▶ _Data for the task_:

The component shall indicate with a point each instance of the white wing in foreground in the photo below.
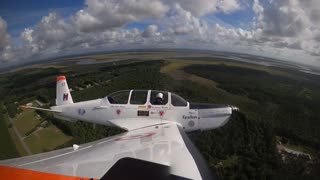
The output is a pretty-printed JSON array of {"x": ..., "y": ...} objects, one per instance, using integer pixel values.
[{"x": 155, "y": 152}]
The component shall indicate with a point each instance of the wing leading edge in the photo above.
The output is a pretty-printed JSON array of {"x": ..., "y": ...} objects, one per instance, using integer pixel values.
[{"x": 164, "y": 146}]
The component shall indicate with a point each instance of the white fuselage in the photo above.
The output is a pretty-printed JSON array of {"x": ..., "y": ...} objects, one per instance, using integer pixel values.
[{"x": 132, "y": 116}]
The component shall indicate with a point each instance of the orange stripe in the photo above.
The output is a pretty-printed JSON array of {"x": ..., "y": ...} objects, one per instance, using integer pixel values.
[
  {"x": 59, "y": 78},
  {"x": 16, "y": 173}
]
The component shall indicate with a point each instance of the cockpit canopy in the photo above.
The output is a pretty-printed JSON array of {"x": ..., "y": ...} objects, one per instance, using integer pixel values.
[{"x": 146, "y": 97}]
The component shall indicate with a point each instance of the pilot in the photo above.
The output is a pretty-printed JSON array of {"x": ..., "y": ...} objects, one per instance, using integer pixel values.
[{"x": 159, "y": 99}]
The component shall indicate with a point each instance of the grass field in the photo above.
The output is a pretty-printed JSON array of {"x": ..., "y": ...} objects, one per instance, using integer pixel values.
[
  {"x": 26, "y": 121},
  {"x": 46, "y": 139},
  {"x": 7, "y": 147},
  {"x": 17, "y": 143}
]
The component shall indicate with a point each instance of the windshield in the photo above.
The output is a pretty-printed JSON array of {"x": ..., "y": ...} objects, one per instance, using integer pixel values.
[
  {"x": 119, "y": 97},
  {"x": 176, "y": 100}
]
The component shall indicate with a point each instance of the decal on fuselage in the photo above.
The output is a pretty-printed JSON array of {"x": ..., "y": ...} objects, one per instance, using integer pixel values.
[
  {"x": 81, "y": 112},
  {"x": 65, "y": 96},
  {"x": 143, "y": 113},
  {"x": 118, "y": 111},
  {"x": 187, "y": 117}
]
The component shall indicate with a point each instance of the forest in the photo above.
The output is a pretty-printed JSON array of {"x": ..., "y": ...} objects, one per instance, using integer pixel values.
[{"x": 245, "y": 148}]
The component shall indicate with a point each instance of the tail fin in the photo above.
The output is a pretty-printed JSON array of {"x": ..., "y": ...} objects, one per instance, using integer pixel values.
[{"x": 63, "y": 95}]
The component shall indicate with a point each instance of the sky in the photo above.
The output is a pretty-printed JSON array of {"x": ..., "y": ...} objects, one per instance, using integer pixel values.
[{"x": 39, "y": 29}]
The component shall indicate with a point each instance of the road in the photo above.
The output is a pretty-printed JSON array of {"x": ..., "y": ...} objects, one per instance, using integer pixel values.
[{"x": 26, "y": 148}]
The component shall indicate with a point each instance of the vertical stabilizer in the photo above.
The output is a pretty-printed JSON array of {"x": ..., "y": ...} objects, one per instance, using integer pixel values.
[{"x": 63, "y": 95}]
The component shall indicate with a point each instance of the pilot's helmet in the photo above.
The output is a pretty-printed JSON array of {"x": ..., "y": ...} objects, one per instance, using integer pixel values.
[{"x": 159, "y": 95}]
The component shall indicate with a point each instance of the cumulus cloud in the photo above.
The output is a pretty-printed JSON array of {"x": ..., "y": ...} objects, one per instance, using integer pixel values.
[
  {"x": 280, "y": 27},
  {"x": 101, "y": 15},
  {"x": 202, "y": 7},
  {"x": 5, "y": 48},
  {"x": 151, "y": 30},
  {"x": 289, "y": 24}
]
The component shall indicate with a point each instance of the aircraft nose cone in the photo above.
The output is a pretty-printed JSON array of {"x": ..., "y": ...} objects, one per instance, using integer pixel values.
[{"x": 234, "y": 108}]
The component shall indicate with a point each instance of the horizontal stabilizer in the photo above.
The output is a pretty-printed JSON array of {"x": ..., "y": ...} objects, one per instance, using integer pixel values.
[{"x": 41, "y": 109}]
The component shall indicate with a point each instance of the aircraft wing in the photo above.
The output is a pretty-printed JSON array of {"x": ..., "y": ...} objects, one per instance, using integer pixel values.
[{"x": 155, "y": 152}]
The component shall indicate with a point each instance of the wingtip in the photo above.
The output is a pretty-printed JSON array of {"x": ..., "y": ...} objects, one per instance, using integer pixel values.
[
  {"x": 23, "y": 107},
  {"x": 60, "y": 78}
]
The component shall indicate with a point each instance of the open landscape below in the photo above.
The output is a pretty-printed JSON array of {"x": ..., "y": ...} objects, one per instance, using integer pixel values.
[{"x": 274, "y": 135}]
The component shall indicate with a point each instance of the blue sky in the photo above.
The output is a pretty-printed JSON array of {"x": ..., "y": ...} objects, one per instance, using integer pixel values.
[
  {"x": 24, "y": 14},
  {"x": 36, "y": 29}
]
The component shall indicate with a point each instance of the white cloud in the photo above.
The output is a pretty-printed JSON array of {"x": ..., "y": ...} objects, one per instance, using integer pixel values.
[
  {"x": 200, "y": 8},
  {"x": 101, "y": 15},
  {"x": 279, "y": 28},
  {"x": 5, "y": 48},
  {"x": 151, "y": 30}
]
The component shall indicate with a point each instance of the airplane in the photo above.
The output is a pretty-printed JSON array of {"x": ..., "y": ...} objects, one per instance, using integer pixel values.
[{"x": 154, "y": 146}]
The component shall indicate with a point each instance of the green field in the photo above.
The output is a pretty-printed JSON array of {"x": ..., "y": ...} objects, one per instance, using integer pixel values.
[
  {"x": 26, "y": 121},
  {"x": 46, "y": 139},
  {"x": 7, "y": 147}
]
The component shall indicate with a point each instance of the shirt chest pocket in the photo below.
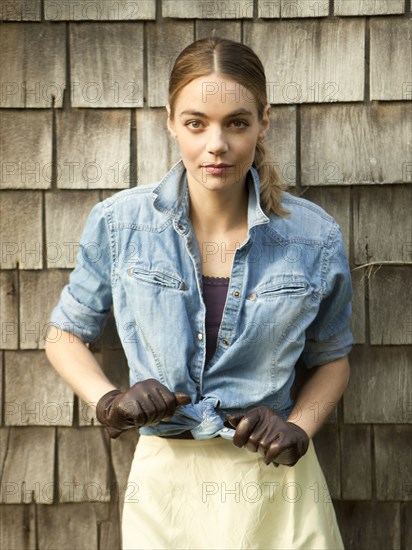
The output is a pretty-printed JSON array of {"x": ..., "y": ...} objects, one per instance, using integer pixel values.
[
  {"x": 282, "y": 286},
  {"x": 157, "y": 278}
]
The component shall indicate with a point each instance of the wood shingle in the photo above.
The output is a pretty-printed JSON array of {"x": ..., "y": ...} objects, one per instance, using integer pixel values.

▶ _What needs to be done_:
Set down each line of the material exactly and skip every image.

▶ _Answer section_:
The component shall indicate with a point each instance of the white wing in foreground in the photo below.
The output is a pretty-printed JSON array of {"x": ..., "y": ...} objects, one per instance, using integer pixel values.
[{"x": 155, "y": 152}]
The component shall indicate with a point each instance of the wing leading edge in the photo above.
The output is a pretty-printed JSON array of {"x": ..., "y": ...} objects, one per instance, using integer pixel values.
[{"x": 164, "y": 146}]
The component shall indicate with a point each instance of the white fuselage in the photo above.
The output is a pretty-printed JSON array of {"x": ..., "y": ...} objects, one per instance, using integer pixel values.
[{"x": 132, "y": 116}]
The component shall indicate with a point each instance of the orange stripe in the photo above.
The output is a pretty-printed JSON array of {"x": ..., "y": ...} objects, one per instance, using integer pixel values.
[
  {"x": 59, "y": 78},
  {"x": 16, "y": 173}
]
The component shall indicate with a point each instance of the cockpit canopy in the photo above.
The output is a pretty-printed JSON array of {"x": ..., "y": ...} objects, one per instance, using integer pixel values.
[{"x": 146, "y": 97}]
The component shall indicate with a point each instance of the pilot in the photo above.
The output is a pretty-printed JSON array of {"x": ..., "y": ...} objects, one per instance, using integer pixel values.
[{"x": 159, "y": 99}]
The component shall indicate with a point each instance of the grass field in the photo above.
The output is a pretty-printed JSON array of {"x": ..., "y": ...} objects, one per instance, using integer pixel values.
[
  {"x": 26, "y": 121},
  {"x": 46, "y": 139},
  {"x": 7, "y": 147},
  {"x": 17, "y": 143}
]
The component shall indicate with a point each instance of the windshield in the photo above.
The output is a pretty-printed JSON array of {"x": ..., "y": ...} objects, one per instance, using integer pixel values.
[
  {"x": 119, "y": 97},
  {"x": 176, "y": 100}
]
The component shall indicate with a point each instance of the decal on fuselage in the photo above.
The output is a pretty-printed JSON array of {"x": ..., "y": ...} objects, one per instance, using integer pixel values.
[
  {"x": 81, "y": 112},
  {"x": 65, "y": 96},
  {"x": 143, "y": 113},
  {"x": 118, "y": 111},
  {"x": 187, "y": 117}
]
The component shall indicate with a point each instance of the forest in the photo above.
The output is a pretty-printed JSON array of {"x": ..., "y": ...} objects, one per instance, using integer pixel values.
[{"x": 245, "y": 148}]
The component shall indicate with a point each instance of the tail fin in the photo above.
The output is a pretty-printed JSON array of {"x": ..., "y": ...} objects, one per instance, using integer pixel values.
[{"x": 63, "y": 95}]
The component shall indicate with a point each instance of the sky in the photo above.
The output is a pretty-printed JSON array of {"x": ..., "y": ...} objects, one per instance, using integer pixel values.
[{"x": 39, "y": 29}]
The component shall indicate with a point each instance of the road in the photo above.
The output is a pretty-printed JSON array of {"x": ..., "y": ...} objects, one per instance, using integer pixel values.
[{"x": 26, "y": 148}]
The component shall indicate with a point each instance of the vertical stabilizer in the photo above.
The output is a pretty-printed JSON array of {"x": ..., "y": ...} objects, one per instance, using integer pixel values.
[{"x": 63, "y": 95}]
The component shall indicate with a point each instance of the pilot's helmet in the photo above.
The output is a pretty-printed JSON array of {"x": ..., "y": ...} objects, one per instance, using integer pixel values.
[{"x": 159, "y": 95}]
The component shall indicate with a point each instance of the cumulus cloud in the photo above.
The output is a pretty-printed JSON array of {"x": ..., "y": ...} objects, one per instance, using integer pixel values.
[
  {"x": 280, "y": 27},
  {"x": 101, "y": 15},
  {"x": 202, "y": 7},
  {"x": 5, "y": 48},
  {"x": 151, "y": 30},
  {"x": 289, "y": 24}
]
The component shall indicate with a point each instance of the aircraft nose cone in the photo above.
The output is a pretty-printed JSON array of {"x": ..., "y": ...} objects, one per instance, using integer pixel values.
[{"x": 234, "y": 108}]
The component shall indicate with a point each instance of the horizontal stabilizer in the photo above.
The output is a pretty-printed JSON array of {"x": ..., "y": ...} objects, one per instance, using integer pixel values.
[{"x": 41, "y": 109}]
The component shall indicate with a point each instance of the aircraft wing in the photo above.
The output is a pretty-printed JSON array of {"x": ..., "y": ...} objects, one per instance, using integer pixel values.
[{"x": 155, "y": 152}]
The component shall indicate with a point each instance of the wingtip in the photo above.
The output is a pretty-printed JSON array of {"x": ..., "y": ...} objects, one per instance, using integer pixel values.
[
  {"x": 23, "y": 107},
  {"x": 60, "y": 78}
]
The component shall indicate with a point each instance of the open landscape below in the photo above.
The output is a pretty-printed JSON array of {"x": ..., "y": ...} objects, one per instance, using integer pixel values.
[{"x": 274, "y": 135}]
The component shall indicate with a point each instance of the blue sky in the photo above.
The output is a pretty-printed JSON array of {"x": ..., "y": ...} objects, one per instance, using integer pixel values.
[
  {"x": 24, "y": 14},
  {"x": 36, "y": 29}
]
The component shall indicate with a point each instance of the white cloud in the photo above.
The output is a pretty-printed JSON array of {"x": ..., "y": ...} objects, one per instance, using integer pixel values.
[
  {"x": 200, "y": 8},
  {"x": 101, "y": 15},
  {"x": 279, "y": 28},
  {"x": 5, "y": 48},
  {"x": 151, "y": 30}
]
The component shall indicate with a point each instance of the airplane in the photo above.
The output is a pretty-printed JSON array of {"x": ..., "y": ...} objects, one per instance, using integer pixel values.
[{"x": 154, "y": 146}]
The component shall indicate with a point each instance of the green field in the photo above.
The output is a pretty-printed JSON array of {"x": ..., "y": ...} objects, one per instance, using integer pixel values.
[
  {"x": 26, "y": 121},
  {"x": 46, "y": 139},
  {"x": 7, "y": 147}
]
The component shall indicate with a point each instance of the shirt chest pocket in the photo below.
The output is a pretty-printed JSON array of {"x": ..., "y": ...} objects, one per instance, using integer pixel values.
[
  {"x": 282, "y": 286},
  {"x": 157, "y": 278}
]
The component shall indicate with a point each instance of the wood shingle in the photo above.
The output is a pretty-printed JSON array of {"x": ..., "y": ...} objects, one per instance, using integer pixel values.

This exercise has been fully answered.